# PROVIDED MATERIAL:
<<<<

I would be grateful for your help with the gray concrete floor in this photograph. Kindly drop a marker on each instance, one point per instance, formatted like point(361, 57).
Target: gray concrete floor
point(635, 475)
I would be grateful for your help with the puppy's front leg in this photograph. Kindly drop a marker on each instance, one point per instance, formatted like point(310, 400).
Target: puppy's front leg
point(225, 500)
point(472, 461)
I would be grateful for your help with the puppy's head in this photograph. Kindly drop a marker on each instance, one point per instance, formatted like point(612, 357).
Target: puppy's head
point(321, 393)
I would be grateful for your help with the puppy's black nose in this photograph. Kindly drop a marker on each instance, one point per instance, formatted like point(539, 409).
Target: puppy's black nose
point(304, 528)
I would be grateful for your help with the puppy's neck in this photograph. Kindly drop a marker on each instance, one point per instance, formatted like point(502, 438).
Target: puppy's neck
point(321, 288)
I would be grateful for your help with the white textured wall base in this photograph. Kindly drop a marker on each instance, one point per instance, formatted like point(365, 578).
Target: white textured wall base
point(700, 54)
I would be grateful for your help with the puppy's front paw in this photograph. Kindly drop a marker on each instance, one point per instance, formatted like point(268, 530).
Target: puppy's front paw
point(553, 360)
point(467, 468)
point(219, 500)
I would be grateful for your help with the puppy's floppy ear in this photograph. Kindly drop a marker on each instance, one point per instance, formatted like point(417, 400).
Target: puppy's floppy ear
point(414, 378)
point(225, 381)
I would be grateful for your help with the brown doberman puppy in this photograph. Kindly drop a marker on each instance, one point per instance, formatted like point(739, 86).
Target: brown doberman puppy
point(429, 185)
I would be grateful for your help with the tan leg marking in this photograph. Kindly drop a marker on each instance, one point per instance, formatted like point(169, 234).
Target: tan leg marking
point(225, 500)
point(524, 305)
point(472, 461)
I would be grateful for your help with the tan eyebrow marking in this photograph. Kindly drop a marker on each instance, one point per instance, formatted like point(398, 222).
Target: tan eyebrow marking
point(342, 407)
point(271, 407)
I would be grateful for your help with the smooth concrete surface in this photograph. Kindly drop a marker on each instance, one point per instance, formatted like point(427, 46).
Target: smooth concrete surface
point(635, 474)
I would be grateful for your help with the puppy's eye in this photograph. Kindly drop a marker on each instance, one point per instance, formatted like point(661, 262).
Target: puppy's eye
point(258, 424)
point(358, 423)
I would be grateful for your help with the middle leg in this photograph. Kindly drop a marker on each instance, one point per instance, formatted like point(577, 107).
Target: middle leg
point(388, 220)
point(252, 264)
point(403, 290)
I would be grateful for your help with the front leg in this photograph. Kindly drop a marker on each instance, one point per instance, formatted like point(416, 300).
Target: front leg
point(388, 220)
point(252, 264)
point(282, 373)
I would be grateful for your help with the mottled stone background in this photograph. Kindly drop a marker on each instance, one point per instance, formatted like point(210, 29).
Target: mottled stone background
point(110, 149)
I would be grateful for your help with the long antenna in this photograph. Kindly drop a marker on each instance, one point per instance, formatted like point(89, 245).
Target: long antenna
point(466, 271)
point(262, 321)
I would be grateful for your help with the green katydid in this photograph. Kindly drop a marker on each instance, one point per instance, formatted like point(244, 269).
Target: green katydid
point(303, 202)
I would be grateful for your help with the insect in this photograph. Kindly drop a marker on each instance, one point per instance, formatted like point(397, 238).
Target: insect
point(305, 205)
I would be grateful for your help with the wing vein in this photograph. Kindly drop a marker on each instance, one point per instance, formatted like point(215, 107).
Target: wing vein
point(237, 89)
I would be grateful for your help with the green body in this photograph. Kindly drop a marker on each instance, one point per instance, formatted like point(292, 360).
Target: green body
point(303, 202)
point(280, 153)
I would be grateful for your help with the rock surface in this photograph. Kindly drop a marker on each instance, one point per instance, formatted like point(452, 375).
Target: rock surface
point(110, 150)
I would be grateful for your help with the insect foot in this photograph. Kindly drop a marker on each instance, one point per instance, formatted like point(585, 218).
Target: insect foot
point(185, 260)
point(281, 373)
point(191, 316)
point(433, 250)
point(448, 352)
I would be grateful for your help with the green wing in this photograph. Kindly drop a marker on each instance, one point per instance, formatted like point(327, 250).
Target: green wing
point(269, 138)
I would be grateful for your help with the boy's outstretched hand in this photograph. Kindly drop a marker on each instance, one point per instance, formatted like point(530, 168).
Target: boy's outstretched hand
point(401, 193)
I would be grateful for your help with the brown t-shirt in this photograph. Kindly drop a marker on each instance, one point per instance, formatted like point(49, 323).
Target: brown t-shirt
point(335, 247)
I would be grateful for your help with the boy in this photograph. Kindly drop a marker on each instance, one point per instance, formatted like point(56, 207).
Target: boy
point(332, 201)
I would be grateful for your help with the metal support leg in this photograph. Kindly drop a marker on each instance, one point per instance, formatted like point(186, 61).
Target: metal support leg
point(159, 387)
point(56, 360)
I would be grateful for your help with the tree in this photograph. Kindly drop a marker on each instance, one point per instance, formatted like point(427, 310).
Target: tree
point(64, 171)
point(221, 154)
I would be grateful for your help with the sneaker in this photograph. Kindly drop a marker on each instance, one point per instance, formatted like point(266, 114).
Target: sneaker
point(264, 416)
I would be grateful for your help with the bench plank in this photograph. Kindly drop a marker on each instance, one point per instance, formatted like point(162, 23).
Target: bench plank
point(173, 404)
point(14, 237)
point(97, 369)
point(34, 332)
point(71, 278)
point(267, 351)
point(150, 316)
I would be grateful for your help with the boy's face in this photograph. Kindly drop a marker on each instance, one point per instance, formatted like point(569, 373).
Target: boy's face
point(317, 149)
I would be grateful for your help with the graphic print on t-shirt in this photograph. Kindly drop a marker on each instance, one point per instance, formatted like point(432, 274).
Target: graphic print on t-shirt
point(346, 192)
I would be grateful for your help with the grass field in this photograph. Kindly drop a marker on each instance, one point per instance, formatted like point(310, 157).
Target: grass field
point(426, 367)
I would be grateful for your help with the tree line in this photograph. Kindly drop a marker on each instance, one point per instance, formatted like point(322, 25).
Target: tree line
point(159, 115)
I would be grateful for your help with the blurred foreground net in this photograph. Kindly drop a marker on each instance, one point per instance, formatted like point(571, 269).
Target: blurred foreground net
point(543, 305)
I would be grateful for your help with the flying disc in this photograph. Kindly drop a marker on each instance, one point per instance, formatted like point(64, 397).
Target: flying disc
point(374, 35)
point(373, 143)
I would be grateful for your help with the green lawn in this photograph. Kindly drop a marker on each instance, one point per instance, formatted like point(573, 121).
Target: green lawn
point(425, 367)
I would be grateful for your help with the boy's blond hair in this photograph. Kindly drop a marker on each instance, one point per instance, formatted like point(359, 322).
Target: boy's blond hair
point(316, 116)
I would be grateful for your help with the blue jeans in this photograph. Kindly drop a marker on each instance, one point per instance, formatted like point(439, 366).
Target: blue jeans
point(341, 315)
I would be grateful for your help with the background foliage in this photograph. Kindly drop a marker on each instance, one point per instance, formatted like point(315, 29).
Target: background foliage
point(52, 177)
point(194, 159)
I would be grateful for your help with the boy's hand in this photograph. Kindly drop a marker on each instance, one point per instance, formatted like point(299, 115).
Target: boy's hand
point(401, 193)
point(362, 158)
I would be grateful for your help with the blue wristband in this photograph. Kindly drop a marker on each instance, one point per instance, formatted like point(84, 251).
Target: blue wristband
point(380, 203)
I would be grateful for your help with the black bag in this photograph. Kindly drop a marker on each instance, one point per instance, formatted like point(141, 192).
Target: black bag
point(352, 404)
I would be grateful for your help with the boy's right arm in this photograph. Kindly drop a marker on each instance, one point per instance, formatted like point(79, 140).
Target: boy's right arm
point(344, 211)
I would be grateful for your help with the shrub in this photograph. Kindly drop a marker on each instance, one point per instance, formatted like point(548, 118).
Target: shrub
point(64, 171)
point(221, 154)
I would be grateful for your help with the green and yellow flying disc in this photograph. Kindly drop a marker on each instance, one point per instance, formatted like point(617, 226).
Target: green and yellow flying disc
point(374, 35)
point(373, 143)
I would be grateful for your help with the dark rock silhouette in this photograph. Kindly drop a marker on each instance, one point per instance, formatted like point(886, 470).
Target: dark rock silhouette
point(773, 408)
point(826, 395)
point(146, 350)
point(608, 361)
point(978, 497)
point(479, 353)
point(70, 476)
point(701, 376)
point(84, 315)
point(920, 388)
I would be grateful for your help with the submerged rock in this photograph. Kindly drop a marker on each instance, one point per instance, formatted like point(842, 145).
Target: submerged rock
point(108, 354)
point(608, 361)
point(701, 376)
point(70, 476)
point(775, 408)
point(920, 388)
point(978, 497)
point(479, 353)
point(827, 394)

>>>>

# DESCRIPTION OF THE TASK:
Write out the lines above, starting at the line that contains "I would be grateful for your help with the blue wristband" and ending with the final line, and nothing else; copy them exactly.

# WRITTEN SOLUTION:
I would be grateful for your help with the blue wristband in this photograph. Kindly drop a marker on each instance, one point per instance, formatted like point(84, 251).
Target: blue wristband
point(380, 203)
I would be grateful for your help with the black bag in this photograph. Kindly drop a marker on each instance, one point per instance, formatted like point(141, 192).
Target: black bag
point(352, 404)
I would be grateful for your help with the boy's right arm in this photograph. Kindly drop a marker on each instance, one point per instance, formatted like point(79, 140).
Target: boy's right arm
point(344, 211)
I would be grateful for your help with the shrub in this photograph. Kindly drop a marker on each instance, one point per instance, formatted like point(548, 118).
Target: shrub
point(64, 171)
point(221, 154)
I would be grateful for your help with the green and yellow flying disc in this photograph. Kindly drop a marker on each instance, one point per instance, formatted like point(617, 226).
Target: green and yellow flying disc
point(374, 35)
point(373, 143)
I would be grateful for your help with the dark rock silhouette in this photograph. Kindly drop a marker on each instance, one point per instance, formatted like point(886, 470).
Target: dark rock silhouette
point(773, 408)
point(826, 395)
point(146, 350)
point(608, 361)
point(978, 497)
point(479, 353)
point(70, 476)
point(701, 376)
point(84, 315)
point(920, 388)
I would be grateful for your help with the submerged rock in this photograph. Kindly drop a marker on each instance, one point per instance, formatted like point(842, 145).
Target: submerged rock
point(108, 354)
point(608, 361)
point(701, 376)
point(70, 476)
point(775, 408)
point(920, 388)
point(978, 497)
point(479, 353)
point(827, 394)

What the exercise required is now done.